**The exercise**
Pick out every line of the records below that contains the word "florets", and copy each one.

──────

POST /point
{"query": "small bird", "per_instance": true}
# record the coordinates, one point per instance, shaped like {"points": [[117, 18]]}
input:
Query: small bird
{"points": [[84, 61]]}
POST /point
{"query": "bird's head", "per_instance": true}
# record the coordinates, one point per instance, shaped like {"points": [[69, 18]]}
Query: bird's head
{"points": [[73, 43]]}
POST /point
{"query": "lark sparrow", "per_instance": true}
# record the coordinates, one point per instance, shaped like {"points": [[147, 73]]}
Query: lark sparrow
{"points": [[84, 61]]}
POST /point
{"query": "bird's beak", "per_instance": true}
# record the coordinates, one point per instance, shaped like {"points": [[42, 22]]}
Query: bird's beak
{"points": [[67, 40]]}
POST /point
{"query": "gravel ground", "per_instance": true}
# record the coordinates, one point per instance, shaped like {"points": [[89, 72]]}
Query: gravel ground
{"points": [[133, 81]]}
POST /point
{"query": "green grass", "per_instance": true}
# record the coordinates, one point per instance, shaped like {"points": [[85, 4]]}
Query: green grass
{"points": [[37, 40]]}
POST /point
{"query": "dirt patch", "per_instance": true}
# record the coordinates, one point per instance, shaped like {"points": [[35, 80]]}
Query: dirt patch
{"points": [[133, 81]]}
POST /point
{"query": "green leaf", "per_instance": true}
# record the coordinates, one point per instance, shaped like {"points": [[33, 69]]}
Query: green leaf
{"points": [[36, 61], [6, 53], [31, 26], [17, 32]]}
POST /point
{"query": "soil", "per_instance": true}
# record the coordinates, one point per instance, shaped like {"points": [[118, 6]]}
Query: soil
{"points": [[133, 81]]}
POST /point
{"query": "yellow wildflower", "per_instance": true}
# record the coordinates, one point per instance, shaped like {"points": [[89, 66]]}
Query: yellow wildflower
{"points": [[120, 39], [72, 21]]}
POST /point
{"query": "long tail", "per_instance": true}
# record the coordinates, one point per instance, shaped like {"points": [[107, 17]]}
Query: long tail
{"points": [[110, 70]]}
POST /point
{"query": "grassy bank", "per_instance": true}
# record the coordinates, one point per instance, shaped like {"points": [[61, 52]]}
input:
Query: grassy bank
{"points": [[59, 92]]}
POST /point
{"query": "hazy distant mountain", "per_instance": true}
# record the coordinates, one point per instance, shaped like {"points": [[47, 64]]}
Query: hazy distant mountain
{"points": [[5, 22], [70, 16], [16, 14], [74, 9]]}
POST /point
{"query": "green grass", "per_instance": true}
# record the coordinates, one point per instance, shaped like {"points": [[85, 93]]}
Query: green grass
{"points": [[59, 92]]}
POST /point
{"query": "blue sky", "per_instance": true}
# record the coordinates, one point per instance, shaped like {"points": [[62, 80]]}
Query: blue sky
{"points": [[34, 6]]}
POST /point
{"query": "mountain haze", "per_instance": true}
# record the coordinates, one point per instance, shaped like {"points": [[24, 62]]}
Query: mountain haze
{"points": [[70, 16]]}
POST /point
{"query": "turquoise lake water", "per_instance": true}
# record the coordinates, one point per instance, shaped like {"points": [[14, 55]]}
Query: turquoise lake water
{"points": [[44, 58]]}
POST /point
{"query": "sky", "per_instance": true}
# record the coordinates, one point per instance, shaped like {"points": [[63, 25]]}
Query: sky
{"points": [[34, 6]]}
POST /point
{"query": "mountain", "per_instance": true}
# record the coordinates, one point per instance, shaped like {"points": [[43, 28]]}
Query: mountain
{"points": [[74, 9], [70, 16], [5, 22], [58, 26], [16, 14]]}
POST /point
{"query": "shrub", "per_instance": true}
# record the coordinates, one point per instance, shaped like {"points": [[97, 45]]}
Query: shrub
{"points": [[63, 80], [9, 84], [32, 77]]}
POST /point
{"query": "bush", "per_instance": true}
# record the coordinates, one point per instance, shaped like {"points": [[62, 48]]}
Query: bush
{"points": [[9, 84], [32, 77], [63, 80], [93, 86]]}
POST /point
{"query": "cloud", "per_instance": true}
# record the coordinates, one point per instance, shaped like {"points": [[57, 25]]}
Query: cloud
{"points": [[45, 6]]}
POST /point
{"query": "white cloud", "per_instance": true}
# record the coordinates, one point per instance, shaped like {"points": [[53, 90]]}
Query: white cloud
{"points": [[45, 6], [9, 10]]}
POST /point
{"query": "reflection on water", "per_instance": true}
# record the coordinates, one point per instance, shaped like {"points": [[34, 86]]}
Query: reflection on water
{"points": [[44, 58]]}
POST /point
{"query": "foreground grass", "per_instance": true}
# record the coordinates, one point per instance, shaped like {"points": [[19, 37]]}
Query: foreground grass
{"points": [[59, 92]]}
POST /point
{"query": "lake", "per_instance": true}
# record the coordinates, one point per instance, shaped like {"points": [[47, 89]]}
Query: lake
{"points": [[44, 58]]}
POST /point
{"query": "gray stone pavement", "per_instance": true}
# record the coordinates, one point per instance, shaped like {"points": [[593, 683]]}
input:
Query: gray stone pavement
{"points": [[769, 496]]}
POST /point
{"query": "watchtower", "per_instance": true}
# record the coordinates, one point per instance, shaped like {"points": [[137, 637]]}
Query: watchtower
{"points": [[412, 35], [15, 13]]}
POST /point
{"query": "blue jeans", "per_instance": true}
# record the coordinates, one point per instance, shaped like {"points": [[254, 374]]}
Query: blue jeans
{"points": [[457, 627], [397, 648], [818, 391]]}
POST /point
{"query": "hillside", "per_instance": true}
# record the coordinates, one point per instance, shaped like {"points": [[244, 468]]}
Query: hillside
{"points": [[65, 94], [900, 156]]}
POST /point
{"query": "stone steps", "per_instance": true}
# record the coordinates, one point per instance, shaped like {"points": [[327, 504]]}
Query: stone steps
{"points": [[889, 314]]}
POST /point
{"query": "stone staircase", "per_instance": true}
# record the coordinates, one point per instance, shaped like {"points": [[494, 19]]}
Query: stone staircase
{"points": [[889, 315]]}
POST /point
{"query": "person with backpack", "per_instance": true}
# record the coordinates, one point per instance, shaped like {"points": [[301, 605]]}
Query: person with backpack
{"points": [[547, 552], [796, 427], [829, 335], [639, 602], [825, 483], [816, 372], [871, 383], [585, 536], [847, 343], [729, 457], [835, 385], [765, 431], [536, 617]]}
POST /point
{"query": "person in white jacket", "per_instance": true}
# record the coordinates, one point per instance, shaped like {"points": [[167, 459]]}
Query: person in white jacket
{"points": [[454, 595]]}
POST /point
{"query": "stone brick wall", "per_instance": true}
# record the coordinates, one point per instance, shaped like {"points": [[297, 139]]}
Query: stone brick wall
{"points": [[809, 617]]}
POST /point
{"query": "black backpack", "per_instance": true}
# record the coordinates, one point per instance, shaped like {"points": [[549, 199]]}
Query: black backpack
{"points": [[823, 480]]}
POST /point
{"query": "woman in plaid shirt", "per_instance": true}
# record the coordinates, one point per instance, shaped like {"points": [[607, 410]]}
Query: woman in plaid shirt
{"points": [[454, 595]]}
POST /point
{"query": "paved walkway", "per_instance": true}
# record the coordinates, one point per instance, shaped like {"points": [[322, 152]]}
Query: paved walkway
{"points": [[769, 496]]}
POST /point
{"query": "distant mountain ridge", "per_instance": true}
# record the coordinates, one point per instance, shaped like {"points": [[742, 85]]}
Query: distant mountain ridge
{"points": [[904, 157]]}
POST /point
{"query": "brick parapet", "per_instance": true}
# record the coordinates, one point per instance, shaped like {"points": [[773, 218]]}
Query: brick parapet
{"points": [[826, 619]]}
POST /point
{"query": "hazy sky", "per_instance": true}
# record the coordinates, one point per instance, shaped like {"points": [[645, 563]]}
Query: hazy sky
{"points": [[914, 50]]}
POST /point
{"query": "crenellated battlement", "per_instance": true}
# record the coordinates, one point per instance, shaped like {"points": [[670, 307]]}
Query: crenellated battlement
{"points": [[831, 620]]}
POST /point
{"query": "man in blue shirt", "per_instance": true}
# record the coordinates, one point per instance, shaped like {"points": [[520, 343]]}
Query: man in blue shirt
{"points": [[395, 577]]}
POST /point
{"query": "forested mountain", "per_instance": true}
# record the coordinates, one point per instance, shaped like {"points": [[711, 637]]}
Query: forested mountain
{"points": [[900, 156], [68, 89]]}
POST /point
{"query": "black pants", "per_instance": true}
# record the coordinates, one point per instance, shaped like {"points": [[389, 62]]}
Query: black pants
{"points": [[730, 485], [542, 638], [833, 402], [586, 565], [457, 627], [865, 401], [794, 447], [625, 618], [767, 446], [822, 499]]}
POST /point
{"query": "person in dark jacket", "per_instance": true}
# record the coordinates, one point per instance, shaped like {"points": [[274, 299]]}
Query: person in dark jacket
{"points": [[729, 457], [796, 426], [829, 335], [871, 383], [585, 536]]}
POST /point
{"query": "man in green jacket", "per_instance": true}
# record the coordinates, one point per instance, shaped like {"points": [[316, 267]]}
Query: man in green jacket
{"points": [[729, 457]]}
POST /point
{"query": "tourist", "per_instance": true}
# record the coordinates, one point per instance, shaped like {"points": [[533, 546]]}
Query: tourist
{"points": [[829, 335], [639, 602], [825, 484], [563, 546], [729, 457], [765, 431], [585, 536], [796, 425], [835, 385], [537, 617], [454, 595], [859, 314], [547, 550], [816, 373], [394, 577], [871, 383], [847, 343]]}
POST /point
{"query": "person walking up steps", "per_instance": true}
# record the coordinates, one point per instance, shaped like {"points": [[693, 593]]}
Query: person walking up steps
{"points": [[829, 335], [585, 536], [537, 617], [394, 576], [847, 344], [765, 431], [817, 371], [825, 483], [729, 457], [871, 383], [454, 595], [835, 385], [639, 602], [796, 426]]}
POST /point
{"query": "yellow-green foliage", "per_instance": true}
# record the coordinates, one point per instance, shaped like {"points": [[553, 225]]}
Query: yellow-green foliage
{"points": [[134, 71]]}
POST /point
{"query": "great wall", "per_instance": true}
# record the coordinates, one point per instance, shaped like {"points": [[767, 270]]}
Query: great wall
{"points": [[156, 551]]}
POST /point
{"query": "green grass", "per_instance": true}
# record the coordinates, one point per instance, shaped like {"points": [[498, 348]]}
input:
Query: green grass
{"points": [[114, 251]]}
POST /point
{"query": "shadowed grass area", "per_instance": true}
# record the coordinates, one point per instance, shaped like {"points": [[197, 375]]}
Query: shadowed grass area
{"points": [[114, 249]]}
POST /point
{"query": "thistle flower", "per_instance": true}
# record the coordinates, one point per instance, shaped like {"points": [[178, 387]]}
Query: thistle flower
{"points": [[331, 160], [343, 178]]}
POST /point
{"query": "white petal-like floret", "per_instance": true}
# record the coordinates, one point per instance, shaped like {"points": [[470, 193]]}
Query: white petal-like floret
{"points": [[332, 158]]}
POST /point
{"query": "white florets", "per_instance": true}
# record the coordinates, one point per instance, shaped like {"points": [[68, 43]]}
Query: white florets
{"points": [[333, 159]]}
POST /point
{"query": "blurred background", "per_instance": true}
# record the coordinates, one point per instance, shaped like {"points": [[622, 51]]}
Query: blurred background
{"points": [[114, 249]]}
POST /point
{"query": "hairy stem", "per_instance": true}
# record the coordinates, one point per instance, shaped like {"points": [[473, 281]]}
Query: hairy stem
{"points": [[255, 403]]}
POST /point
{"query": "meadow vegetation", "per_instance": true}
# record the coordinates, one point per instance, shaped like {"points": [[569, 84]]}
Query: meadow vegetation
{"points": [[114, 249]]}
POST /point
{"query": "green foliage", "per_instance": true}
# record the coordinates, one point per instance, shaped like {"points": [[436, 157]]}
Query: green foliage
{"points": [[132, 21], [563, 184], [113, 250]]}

──────

**Answer for this exercise**
{"query": "white florets", "per_instance": true}
Query: white florets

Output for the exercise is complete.